* [Extracted material]
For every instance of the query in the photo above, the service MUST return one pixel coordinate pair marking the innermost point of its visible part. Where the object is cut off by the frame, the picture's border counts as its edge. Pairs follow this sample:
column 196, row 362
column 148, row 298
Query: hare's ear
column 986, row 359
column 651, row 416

* [Work instructions]
Reproduce every line of the records verbatim, with no changes.

* [Result of this exercise]
For every instance of the query in the photo above, the service MUST return one pixel coordinate pair marking the innermost point of its visible part. Where the object is cut off by the frame, the picture's border counts as its edge. Pairs follow this sample:
column 196, row 362
column 148, row 298
Query: hare's ear
column 986, row 359
column 651, row 416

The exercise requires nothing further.